==== Exercise materials ====
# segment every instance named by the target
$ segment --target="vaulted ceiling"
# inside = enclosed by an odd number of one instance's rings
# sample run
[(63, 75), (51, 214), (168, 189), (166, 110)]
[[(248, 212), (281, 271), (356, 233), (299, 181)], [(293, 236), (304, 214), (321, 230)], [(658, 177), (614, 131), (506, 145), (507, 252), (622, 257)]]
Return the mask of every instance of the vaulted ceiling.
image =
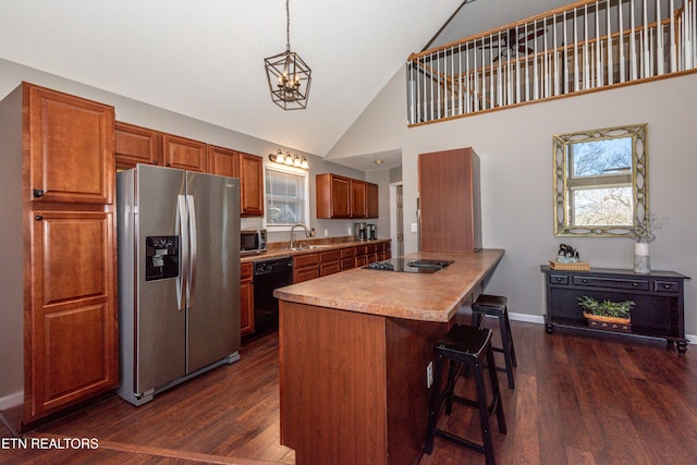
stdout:
[(0, 58), (323, 156), (411, 52), (571, 1), (464, 3), (291, 0), (291, 49), (313, 70), (305, 110), (273, 105), (266, 81), (264, 58), (285, 50), (283, 0), (0, 0)]

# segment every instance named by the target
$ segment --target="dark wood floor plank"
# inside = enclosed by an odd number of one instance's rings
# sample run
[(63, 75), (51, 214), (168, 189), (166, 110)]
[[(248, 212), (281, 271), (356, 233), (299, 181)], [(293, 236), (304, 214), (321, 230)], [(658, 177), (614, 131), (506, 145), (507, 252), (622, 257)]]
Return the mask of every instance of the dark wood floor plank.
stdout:
[[(497, 331), (496, 321), (487, 325)], [(493, 421), (498, 463), (695, 463), (694, 345), (677, 354), (661, 341), (563, 329), (547, 334), (541, 325), (518, 321), (512, 321), (512, 331), (516, 388), (508, 389), (500, 374), (509, 433), (498, 433)], [(461, 378), (457, 393), (470, 395), (473, 384)], [(240, 362), (140, 407), (112, 396), (28, 433), (95, 437), (96, 451), (0, 450), (0, 463), (292, 465), (294, 452), (280, 444), (278, 389), (278, 334), (270, 333), (245, 341)], [(478, 416), (466, 406), (456, 405), (439, 426), (480, 438)], [(10, 432), (0, 429), (0, 437)], [(463, 463), (485, 461), (440, 438), (433, 453), (420, 460), (420, 465)]]

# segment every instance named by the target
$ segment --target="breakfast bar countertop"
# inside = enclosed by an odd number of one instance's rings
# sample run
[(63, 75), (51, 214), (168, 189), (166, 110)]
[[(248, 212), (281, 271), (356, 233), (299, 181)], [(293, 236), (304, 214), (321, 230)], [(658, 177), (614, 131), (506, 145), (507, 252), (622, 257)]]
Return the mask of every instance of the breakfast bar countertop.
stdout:
[(358, 268), (280, 287), (273, 296), (362, 314), (448, 322), (503, 254), (499, 248), (477, 253), (421, 252), (405, 258), (453, 264), (430, 274)]

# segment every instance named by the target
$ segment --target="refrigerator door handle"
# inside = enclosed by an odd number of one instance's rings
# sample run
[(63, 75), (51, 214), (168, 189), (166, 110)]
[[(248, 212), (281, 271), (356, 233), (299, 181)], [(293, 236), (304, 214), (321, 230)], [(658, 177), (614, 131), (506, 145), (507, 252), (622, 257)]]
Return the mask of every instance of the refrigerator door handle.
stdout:
[(188, 215), (186, 210), (186, 197), (179, 195), (176, 198), (176, 234), (180, 243), (180, 272), (176, 277), (176, 308), (185, 309), (186, 298), (184, 294), (188, 287)]
[(188, 303), (188, 307), (193, 307), (194, 304), (192, 302), (192, 294), (194, 293), (194, 287), (196, 286), (196, 259), (198, 258), (198, 241), (196, 235), (196, 207), (194, 206), (194, 196), (187, 195), (186, 200), (188, 204), (188, 231), (189, 231), (189, 246), (191, 246), (191, 258), (189, 258), (189, 273), (188, 273), (188, 285), (186, 286), (186, 302)]

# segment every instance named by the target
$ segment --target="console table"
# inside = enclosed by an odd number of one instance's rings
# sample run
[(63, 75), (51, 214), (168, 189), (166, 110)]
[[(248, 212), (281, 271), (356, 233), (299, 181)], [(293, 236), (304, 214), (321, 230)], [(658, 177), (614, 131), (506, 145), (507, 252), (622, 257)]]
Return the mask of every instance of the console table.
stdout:
[(673, 271), (639, 274), (609, 268), (566, 271), (541, 266), (540, 269), (547, 290), (545, 325), (548, 333), (551, 334), (555, 326), (610, 332), (588, 327), (577, 297), (634, 301), (632, 331), (613, 334), (665, 339), (669, 347), (677, 345), (678, 353), (687, 351), (683, 284), (688, 277)]

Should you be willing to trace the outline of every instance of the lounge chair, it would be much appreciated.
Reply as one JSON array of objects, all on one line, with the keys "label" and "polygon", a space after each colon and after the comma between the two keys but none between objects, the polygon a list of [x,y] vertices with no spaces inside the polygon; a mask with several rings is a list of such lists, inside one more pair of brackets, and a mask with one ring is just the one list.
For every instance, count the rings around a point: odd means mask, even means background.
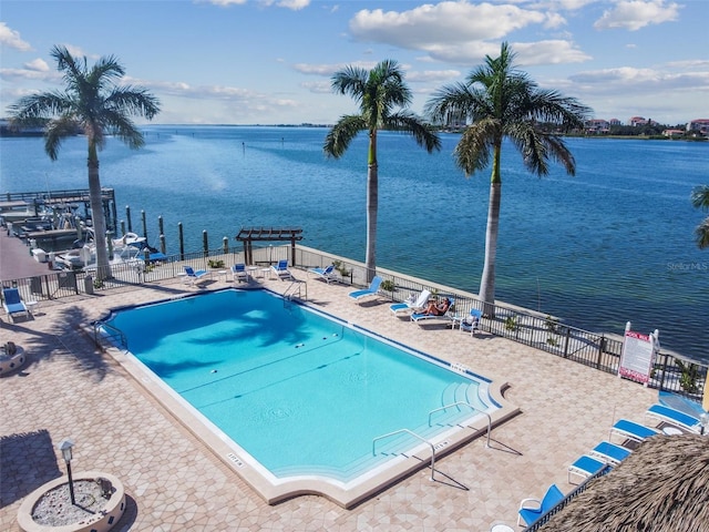
[{"label": "lounge chair", "polygon": [[619,419],[613,427],[610,427],[608,439],[610,439],[613,434],[618,434],[621,438],[626,438],[628,440],[640,443],[651,436],[659,434],[659,432],[655,429],[650,429],[649,427],[636,423],[635,421]]},{"label": "lounge chair", "polygon": [[409,314],[415,309],[424,308],[425,304],[429,300],[429,297],[431,297],[431,293],[429,290],[421,290],[421,294],[419,294],[419,297],[417,297],[414,300],[394,303],[392,305],[389,305],[389,310],[391,310],[394,316],[399,316],[401,313]]},{"label": "lounge chair", "polygon": [[278,264],[271,265],[270,272],[271,272],[271,274],[276,274],[276,276],[280,280],[284,280],[284,277],[288,277],[289,279],[294,278],[292,274],[288,269],[288,259],[287,258],[284,258],[282,260],[278,260]]},{"label": "lounge chair", "polygon": [[185,275],[186,275],[187,282],[191,285],[194,285],[196,283],[199,283],[202,277],[207,275],[207,270],[206,269],[198,269],[197,272],[195,272],[192,266],[185,266]]},{"label": "lounge chair", "polygon": [[235,264],[232,266],[232,279],[246,280],[248,283],[248,272],[245,264]]},{"label": "lounge chair", "polygon": [[686,430],[687,432],[693,432],[698,434],[701,431],[701,423],[699,419],[688,413],[680,412],[674,408],[666,407],[665,405],[653,405],[645,412],[646,418],[654,419],[658,422],[674,424],[675,427]]},{"label": "lounge chair", "polygon": [[469,331],[470,336],[475,336],[475,331],[480,330],[480,320],[483,319],[482,310],[471,308],[470,316],[466,316],[461,320],[460,329]]},{"label": "lounge chair", "polygon": [[616,446],[615,443],[610,443],[609,441],[602,441],[596,447],[594,447],[588,456],[592,458],[596,458],[603,462],[617,466],[623,460],[628,458],[633,451],[627,447]]},{"label": "lounge chair", "polygon": [[18,314],[24,314],[27,318],[30,317],[30,311],[20,298],[20,290],[17,288],[2,289],[2,308],[12,321]]},{"label": "lounge chair", "polygon": [[335,279],[335,265],[331,264],[327,268],[310,268],[308,269],[308,274],[317,275],[329,285],[330,282]]},{"label": "lounge chair", "polygon": [[349,296],[352,299],[354,299],[357,303],[361,303],[362,299],[364,299],[367,297],[377,296],[377,295],[379,295],[379,286],[381,285],[382,280],[383,279],[377,275],[377,276],[374,276],[372,282],[369,284],[369,288],[364,288],[362,290],[350,291]]},{"label": "lounge chair", "polygon": [[564,493],[556,484],[549,485],[542,500],[523,499],[517,511],[517,525],[522,525],[522,521],[524,521],[527,526],[532,526],[563,500]]},{"label": "lounge chair", "polygon": [[[448,308],[445,309],[445,313],[443,314],[438,314],[438,313],[433,313],[433,314],[429,314],[429,313],[413,313],[411,315],[411,321],[415,321],[417,324],[421,325],[421,321],[425,321],[427,319],[453,319],[452,316],[452,309],[453,309],[453,298],[449,297],[448,298]],[[453,323],[455,324],[455,323]]]},{"label": "lounge chair", "polygon": [[577,458],[574,463],[568,467],[568,483],[572,484],[572,474],[577,474],[584,479],[593,477],[604,468],[609,467],[606,462],[592,457],[583,454]]}]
====
### Work to do
Could you print these lines verbatim, from the start of the records up to and including the line with "460), (420, 465)]]", leaving the pictures out of your answer?

### Task result
# segment every instance named by the target
$ segment --target="vaulted ceiling"
# inside = enclosed by an odd number of one instance's rings
# sample run
[(63, 75), (51, 214), (168, 189), (166, 110)]
[[(248, 212), (281, 271), (356, 233), (299, 181)], [(293, 236), (304, 214), (321, 230)], [(658, 177), (614, 131), (506, 145), (507, 252), (622, 257)]]
Return the mask of every instance of the vaulted ceiling.
image =
stdout:
[(0, 58), (323, 156), (411, 52), (571, 1), (464, 3), (291, 0), (291, 49), (313, 70), (305, 110), (273, 105), (266, 81), (264, 58), (285, 50), (283, 0), (0, 0)]

# segment every instance named by the target
$ segment --target="dark wood floor plank"
# inside = enclosed by an odd number of one instance's rings
# sample run
[(63, 75), (51, 214), (168, 189), (166, 110)]
[[(248, 212), (281, 271), (356, 233), (299, 181)], [(293, 236), (304, 214), (321, 230)], [(658, 177), (614, 131), (506, 145), (507, 252), (622, 257)]]
Return the mask of every instance of the dark wood floor plank.
stdout:
[[(497, 331), (496, 321), (487, 325)], [(493, 421), (498, 463), (695, 463), (694, 345), (677, 354), (661, 341), (563, 329), (547, 334), (541, 325), (518, 321), (512, 321), (512, 331), (516, 388), (508, 389), (500, 374), (509, 433), (498, 433)], [(461, 378), (457, 393), (470, 395), (473, 384)], [(240, 362), (140, 407), (112, 396), (28, 433), (95, 437), (96, 451), (0, 450), (0, 463), (292, 465), (294, 452), (280, 444), (278, 389), (278, 334), (270, 333), (245, 341)], [(478, 416), (466, 406), (456, 405), (439, 426), (480, 438)], [(10, 432), (0, 429), (0, 437)], [(463, 463), (485, 461), (440, 438), (433, 453), (420, 460), (420, 465)]]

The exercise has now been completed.